Furthermore, notice the spacing of the rows at Epic; those aisles are a lot wider than usual.  Hell, I bet you could fit another GABF row down the middle of an Epic row!  Not only does Epic use a quarter of GABF’s space but they’re 50% less efficient with their spacing, too.  Thus, Epic is huge but GABF is epic!

Navigating the Festival
There are upsides to being slightly smaller, though.  At Epic, attendees can walk right through the convention center doors and start drinking almost immediately.  In contrast, GABF features a monstrous queue that wraps around the entire building and can sometimes take nearly an hour to complete. 

At Black Bottle Brewery's booth 
Likewise, when you get your beer at Epic’s booths, you’re in and out in a breeze whereas the lines at GABF might be more appropriate at an amusement park.  At Epic, one of the longest lines (and deservedly so) was for Trinity Brewing Company’s TPS Report but, even then, it was a matter of ten of fifteen seconds before beer was in your cup.  At GABF, if TPS Report hadn't already tapped out hours ago, you’d probably have to wait maybe three or four minutes before belly meets booth.  That’s not an interminable wait but it is approximately 15 times longer; those seconds add up.

You’re also less jostled at Epic; sure, those wide lanes mean less beer but it also means you’re less likely to spill because of some drunk dude’s errant elbow.

Beer Selection
Contrary to logic, although Epic is much smaller, it has a beer selection almost as diverse as GABF.  Actually, empirical data would prove that assumption to be absolutely incorrect but Epic does, at least, create the illusion of a GABF-esque variety of brews and does so by serving not only American-made beers but also international brands. 
Well, that's odd

As a proponent of the “drink local” philosophy, I don’t know which situation is better.  It’s nice to get a little transnational flavor from time to time if only to let your palate explore the world (and to get myself a few beers closer to the Das Boot badge on Untappd) but I also appreciate GABF’s devotion to American craft; I’m not overtly patriotic but, when it comes to craft beer, I’m all about the red, white, and brew blue.

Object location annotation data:
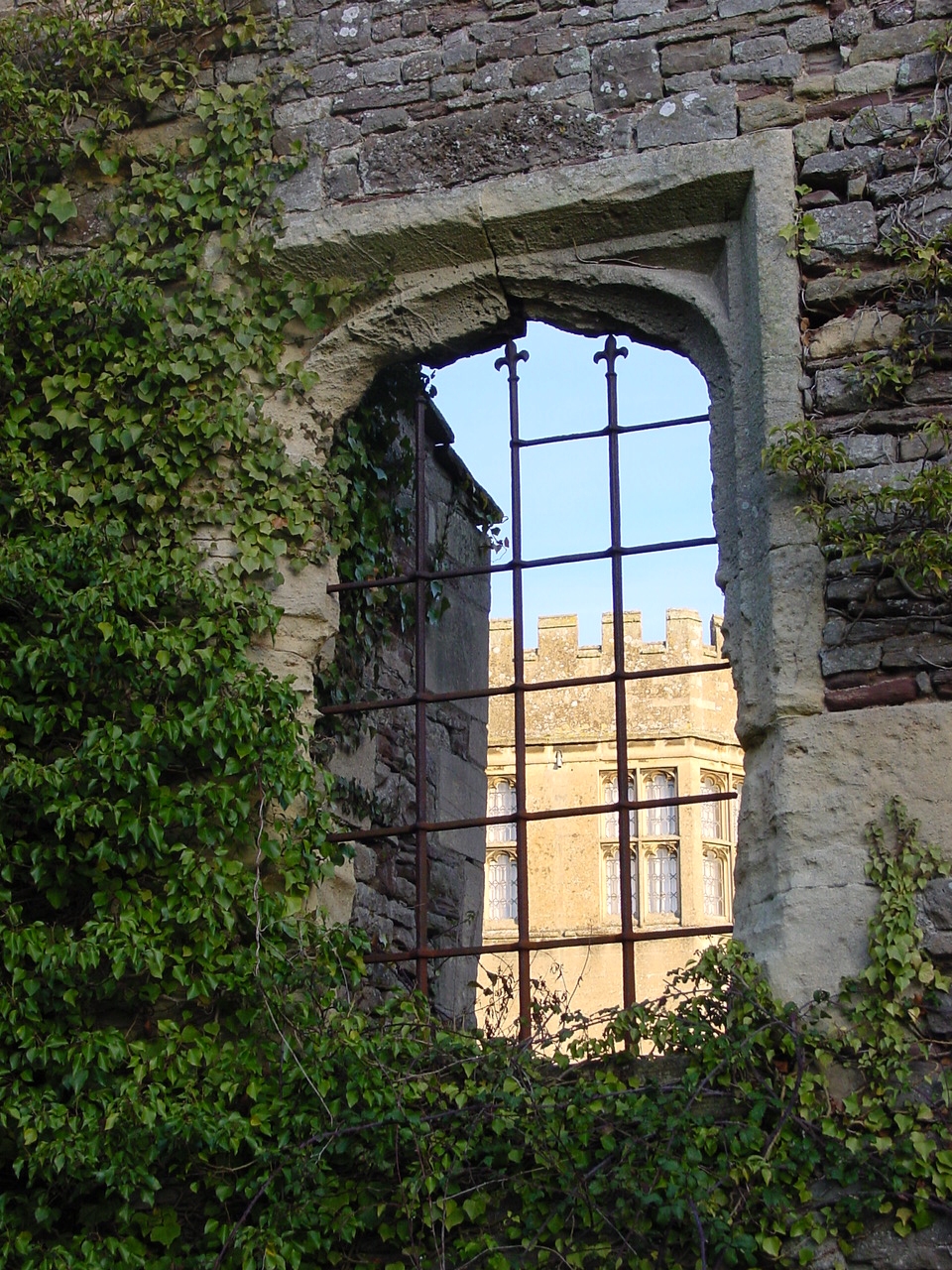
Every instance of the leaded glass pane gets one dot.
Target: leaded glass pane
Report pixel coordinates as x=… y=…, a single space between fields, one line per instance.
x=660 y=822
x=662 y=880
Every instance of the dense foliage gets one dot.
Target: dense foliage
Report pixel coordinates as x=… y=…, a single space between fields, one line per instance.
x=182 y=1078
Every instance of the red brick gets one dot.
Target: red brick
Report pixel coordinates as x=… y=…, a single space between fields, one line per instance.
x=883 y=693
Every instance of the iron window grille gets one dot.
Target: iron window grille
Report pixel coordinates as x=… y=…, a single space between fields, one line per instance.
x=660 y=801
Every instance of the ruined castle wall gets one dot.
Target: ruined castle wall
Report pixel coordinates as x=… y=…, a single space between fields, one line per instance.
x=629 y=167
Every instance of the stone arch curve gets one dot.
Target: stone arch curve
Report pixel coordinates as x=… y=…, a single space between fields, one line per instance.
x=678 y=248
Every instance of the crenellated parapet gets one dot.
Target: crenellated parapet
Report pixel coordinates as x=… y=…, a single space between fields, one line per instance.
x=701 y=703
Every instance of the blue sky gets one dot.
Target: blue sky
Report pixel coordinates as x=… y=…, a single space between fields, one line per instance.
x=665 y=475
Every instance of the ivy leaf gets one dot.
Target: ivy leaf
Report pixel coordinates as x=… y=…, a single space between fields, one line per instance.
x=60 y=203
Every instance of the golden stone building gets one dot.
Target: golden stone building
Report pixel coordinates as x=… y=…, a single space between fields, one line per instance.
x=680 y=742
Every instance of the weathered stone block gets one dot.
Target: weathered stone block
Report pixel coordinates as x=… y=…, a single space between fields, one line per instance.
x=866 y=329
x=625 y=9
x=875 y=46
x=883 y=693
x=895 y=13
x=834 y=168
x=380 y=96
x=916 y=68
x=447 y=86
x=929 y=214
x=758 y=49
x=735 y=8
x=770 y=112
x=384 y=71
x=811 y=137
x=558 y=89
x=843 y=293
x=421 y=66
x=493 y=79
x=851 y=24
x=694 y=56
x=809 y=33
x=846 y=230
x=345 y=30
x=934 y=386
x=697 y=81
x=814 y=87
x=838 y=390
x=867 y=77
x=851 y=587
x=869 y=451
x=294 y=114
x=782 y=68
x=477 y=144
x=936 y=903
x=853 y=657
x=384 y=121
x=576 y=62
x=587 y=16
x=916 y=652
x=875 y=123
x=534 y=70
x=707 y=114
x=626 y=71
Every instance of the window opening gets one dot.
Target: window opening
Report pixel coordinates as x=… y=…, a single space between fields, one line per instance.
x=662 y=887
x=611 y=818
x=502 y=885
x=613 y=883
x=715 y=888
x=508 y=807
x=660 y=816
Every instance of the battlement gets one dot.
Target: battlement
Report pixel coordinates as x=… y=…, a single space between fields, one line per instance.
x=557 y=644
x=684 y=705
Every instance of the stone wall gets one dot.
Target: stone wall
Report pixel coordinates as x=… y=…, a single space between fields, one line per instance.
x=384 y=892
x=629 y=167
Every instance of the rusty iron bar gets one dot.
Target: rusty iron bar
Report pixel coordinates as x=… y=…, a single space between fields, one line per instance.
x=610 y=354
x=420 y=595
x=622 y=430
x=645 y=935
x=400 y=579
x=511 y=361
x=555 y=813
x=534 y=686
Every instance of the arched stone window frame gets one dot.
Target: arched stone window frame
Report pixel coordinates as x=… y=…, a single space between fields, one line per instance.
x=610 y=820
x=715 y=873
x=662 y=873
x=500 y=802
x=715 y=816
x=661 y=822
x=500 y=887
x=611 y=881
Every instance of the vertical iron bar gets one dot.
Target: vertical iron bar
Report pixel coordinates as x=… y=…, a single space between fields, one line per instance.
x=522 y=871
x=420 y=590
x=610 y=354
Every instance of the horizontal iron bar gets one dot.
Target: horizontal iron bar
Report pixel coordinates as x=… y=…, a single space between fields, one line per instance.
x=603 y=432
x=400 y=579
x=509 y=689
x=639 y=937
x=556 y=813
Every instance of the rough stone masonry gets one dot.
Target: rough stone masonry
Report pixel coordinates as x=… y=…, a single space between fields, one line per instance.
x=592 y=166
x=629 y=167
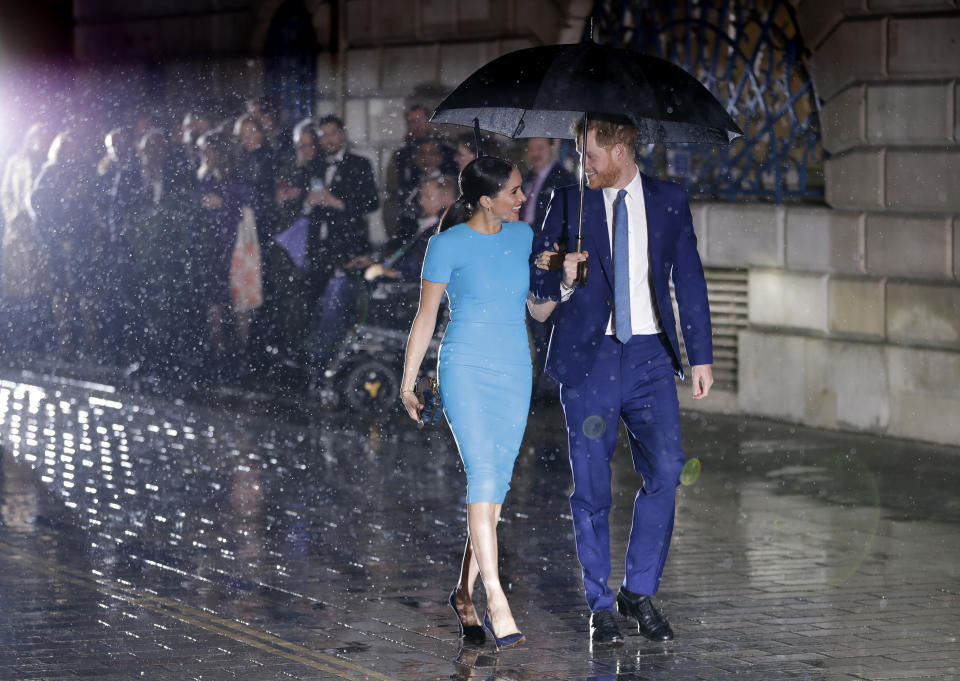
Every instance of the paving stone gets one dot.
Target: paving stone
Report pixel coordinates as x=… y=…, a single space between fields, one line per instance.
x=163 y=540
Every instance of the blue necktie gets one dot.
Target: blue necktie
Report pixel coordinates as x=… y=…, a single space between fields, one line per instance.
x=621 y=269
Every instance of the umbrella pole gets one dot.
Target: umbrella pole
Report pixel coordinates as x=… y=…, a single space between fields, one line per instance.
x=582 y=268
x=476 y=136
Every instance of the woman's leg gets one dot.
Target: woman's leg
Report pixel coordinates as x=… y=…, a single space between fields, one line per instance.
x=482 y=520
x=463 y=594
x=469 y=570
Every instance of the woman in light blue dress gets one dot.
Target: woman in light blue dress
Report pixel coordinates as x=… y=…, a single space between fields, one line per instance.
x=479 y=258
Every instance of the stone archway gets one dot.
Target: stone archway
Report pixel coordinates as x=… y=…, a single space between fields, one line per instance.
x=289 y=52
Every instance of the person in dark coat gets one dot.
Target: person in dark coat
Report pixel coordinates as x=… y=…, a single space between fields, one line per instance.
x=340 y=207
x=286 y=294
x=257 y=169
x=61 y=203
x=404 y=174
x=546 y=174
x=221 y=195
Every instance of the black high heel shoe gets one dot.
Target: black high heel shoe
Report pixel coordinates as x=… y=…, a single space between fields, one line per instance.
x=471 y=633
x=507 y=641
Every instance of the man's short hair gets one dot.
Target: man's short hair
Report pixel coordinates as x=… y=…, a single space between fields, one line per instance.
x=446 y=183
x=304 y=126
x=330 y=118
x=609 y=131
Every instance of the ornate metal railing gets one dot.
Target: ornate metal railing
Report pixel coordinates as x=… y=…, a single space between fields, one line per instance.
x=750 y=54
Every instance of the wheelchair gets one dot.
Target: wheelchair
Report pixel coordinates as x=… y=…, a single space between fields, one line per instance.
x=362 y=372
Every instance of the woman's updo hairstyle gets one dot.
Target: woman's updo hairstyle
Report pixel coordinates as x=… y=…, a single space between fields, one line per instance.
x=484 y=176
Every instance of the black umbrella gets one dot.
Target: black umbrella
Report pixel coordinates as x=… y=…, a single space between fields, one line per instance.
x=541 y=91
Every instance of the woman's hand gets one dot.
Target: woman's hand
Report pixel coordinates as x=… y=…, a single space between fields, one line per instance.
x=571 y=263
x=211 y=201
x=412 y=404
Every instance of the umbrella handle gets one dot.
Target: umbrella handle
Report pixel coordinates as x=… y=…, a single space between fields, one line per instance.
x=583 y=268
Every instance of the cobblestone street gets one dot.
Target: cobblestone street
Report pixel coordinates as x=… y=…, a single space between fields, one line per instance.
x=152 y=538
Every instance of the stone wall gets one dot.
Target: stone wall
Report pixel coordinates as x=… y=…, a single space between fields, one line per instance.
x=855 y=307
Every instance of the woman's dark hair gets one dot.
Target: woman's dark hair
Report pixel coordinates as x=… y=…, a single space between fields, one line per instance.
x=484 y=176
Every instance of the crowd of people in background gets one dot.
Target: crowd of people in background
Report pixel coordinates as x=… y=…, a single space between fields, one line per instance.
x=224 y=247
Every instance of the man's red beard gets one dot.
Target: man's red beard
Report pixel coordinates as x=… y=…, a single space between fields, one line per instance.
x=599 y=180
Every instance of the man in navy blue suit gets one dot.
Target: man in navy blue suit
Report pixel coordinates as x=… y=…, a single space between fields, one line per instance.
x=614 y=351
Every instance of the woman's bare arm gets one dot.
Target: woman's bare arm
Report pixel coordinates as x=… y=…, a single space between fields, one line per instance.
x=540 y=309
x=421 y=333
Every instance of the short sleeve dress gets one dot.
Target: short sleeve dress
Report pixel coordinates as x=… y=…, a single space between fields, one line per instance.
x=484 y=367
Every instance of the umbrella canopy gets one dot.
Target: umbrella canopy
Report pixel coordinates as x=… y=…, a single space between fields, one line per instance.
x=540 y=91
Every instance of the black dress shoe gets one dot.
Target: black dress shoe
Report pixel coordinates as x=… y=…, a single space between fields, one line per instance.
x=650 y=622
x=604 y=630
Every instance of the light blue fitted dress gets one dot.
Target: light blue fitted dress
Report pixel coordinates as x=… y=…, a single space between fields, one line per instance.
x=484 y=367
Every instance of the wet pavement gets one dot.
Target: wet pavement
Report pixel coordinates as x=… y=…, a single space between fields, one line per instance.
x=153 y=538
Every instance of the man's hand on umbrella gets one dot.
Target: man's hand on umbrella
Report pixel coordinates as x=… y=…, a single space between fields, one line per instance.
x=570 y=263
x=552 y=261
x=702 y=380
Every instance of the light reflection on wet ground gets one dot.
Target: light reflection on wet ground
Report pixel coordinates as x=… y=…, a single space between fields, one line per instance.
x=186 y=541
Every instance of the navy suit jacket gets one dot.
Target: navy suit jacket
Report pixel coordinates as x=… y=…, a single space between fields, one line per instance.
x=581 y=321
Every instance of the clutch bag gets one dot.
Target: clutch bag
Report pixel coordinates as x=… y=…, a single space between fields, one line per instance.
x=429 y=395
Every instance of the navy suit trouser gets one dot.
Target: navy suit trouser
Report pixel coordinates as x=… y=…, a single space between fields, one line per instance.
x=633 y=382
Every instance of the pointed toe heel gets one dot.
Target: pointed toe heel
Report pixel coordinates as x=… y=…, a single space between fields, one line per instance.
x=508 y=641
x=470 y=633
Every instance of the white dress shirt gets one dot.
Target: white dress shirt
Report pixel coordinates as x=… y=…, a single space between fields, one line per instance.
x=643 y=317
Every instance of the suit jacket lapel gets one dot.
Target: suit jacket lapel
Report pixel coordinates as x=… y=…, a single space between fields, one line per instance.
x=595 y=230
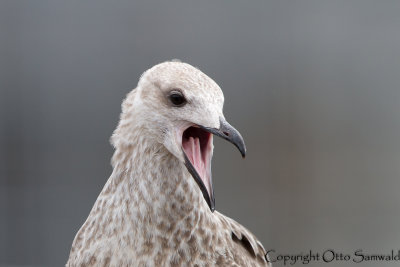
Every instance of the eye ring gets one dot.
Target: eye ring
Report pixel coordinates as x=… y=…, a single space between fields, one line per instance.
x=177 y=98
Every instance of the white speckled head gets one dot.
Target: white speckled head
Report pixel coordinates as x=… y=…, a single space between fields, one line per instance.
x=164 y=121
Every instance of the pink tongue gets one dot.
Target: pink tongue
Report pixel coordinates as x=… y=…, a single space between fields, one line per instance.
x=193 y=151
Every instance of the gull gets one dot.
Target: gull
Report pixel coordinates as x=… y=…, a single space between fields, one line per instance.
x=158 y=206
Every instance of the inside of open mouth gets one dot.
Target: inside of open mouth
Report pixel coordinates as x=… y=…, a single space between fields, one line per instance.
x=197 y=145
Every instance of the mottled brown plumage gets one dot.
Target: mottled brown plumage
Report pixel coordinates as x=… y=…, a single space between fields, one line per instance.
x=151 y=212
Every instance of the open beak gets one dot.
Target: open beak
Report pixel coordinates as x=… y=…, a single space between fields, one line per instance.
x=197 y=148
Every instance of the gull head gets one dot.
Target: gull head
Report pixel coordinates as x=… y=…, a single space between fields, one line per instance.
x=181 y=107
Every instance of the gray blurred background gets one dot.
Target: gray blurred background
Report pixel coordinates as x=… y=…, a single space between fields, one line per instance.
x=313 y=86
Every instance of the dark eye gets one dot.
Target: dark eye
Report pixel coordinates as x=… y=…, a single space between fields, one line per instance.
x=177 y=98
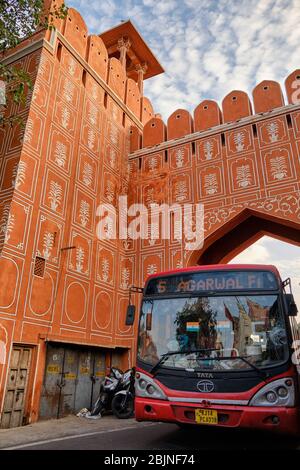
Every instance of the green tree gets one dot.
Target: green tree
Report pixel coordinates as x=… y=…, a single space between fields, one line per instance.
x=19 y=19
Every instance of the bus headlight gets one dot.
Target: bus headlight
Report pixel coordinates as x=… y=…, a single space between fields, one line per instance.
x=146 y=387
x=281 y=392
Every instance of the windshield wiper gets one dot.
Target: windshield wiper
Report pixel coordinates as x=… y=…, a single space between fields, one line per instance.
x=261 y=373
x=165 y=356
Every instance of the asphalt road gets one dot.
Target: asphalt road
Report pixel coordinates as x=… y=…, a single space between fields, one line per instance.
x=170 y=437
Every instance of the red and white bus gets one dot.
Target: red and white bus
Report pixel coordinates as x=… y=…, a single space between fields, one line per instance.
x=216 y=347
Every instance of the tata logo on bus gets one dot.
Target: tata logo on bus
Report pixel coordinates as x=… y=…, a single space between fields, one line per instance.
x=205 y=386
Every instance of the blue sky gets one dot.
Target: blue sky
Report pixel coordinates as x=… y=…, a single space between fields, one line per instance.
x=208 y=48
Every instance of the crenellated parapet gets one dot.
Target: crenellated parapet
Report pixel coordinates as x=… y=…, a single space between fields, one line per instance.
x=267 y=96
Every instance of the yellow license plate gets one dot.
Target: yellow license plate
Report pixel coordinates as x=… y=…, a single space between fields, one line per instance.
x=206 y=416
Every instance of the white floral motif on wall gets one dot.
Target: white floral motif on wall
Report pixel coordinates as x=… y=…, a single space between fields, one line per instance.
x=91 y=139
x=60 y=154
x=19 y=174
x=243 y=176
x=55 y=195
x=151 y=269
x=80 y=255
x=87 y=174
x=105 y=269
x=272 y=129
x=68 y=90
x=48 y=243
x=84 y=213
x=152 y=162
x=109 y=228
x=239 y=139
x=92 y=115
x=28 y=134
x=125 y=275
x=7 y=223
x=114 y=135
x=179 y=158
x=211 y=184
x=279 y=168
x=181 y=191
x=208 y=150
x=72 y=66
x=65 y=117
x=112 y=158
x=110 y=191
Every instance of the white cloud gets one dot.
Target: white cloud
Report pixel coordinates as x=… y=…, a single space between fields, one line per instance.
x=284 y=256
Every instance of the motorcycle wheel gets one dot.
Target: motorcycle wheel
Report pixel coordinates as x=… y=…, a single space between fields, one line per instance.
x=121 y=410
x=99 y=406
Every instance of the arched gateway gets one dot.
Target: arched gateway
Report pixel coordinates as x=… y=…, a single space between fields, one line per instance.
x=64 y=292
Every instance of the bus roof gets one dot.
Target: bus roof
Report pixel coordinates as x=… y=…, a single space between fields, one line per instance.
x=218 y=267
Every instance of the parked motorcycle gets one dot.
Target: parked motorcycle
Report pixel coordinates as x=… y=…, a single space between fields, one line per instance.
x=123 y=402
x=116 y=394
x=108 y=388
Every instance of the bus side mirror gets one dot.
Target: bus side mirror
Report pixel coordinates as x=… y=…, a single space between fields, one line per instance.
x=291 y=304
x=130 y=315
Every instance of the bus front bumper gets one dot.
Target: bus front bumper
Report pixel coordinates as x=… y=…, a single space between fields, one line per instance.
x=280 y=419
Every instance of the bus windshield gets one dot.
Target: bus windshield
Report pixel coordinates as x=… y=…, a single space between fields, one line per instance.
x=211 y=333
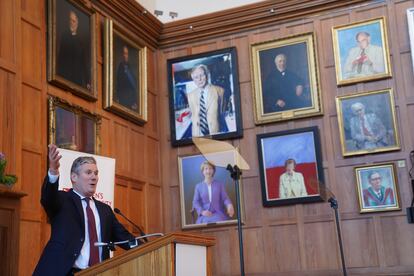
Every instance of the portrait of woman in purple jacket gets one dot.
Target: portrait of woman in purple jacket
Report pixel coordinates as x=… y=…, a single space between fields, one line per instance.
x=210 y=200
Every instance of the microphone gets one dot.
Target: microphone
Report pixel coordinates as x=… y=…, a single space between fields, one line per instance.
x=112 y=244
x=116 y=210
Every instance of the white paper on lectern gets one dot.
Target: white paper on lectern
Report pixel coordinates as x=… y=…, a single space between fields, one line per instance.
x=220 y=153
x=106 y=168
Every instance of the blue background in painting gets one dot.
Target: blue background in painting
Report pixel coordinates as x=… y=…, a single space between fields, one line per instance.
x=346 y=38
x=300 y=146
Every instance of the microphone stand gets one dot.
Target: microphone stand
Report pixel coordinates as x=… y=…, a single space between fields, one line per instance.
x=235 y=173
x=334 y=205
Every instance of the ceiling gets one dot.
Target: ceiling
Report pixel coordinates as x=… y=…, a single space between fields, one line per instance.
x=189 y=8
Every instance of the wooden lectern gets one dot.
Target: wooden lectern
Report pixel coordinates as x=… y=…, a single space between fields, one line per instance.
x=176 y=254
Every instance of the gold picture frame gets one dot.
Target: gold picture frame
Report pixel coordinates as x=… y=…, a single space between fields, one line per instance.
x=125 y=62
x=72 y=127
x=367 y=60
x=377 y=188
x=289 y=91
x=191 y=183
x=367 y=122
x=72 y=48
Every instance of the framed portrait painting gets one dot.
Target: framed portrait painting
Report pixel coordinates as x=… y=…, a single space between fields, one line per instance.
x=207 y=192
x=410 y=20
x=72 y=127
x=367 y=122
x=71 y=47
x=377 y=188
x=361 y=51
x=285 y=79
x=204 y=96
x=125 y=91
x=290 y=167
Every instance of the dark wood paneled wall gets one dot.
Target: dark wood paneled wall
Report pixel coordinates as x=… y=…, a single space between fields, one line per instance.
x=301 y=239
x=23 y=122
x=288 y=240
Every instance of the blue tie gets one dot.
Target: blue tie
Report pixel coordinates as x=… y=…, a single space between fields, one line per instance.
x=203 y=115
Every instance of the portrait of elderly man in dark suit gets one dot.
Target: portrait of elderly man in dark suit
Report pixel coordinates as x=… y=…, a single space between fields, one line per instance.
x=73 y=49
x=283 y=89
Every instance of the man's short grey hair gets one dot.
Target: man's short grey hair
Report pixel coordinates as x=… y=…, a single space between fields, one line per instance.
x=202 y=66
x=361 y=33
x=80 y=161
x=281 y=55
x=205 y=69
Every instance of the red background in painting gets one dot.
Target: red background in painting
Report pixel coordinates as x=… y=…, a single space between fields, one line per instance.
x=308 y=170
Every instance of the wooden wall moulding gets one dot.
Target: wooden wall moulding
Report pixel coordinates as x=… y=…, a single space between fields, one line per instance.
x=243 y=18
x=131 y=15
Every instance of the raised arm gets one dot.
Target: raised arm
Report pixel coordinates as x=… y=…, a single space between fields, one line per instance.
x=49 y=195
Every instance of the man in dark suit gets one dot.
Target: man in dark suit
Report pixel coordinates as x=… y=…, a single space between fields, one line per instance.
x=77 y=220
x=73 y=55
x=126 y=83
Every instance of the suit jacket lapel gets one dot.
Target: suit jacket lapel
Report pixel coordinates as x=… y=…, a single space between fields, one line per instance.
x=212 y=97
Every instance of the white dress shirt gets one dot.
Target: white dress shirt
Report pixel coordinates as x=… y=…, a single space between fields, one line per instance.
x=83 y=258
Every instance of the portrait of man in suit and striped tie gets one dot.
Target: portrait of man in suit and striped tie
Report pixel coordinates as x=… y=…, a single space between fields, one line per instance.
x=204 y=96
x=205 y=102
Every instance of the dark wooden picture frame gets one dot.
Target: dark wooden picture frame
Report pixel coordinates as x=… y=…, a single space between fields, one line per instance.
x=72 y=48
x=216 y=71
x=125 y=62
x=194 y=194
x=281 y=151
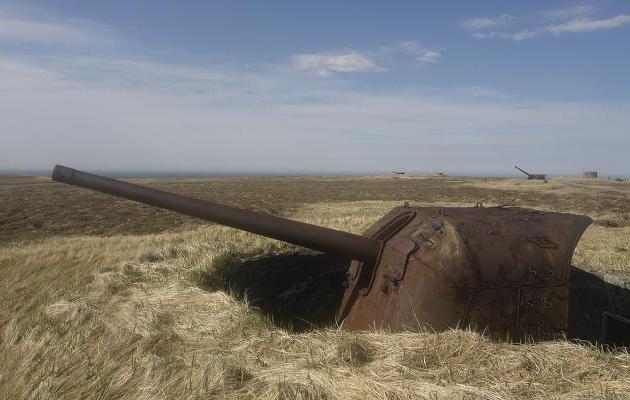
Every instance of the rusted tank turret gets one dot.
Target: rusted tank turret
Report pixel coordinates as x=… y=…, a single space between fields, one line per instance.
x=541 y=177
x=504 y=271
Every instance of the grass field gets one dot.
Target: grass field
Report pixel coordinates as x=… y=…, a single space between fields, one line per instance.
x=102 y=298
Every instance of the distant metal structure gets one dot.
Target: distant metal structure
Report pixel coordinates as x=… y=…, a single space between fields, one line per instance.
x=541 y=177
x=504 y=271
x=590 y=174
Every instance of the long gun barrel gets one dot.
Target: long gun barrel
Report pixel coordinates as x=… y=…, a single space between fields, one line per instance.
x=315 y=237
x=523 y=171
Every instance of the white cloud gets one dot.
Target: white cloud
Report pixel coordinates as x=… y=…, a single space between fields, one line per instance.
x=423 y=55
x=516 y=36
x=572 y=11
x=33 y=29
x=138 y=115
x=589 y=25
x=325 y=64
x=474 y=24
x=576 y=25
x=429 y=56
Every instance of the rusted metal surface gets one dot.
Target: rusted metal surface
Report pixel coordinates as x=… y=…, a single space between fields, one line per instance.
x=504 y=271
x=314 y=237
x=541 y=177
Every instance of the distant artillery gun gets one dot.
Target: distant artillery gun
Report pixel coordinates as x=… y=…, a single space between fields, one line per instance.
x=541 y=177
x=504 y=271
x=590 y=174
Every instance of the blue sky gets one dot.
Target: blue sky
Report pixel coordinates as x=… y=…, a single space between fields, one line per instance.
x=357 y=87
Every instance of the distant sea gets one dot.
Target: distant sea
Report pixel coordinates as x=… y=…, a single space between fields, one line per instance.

◆ Problem description: Continue the beer festival comparison above, picking up right after its last sentence.

◆ Response to the exercise:
Certainly, one can’t say a disparaging word about Brouwerij Van Steenberge, Brauerei Aying, or Traquair House Brewery but, being classic breweries of the Old World, they’re long-established and they’re not going anywhere.  American craft beer—even though it seems as though it’s been around for ages—compared to most European brewers is a newborn baby next to Methuselah.  Since American beer is so young, it’s especially important to show support and help keep it running.  Essentially, the exposure that Joe Schmo’s two-year-old brewery receives at festivals is indispensable whereas the exposure a centuries-old, monastic brewery from Belgium receives is really quite inconsequential; Joe Schmo is clawing for his place in the brewing world, that Belgian brewery is rock-solid.  By all means, drink the classics but the beer geek community must really, really make an effort to back-up the little guys.             

Glassware
Nicole and I volunteer poured on Epic’s Friday night session and earned tickets for the Saturday afternoon session.  I was pouring for New Planet Gluten Free Beer and Nicole was at Magic Hat Brewing Company.  Granted, we’ve never volunteered at GABF but I think it’s safe to say that, from the pourer’s standpoint, GABF has the superior glassware.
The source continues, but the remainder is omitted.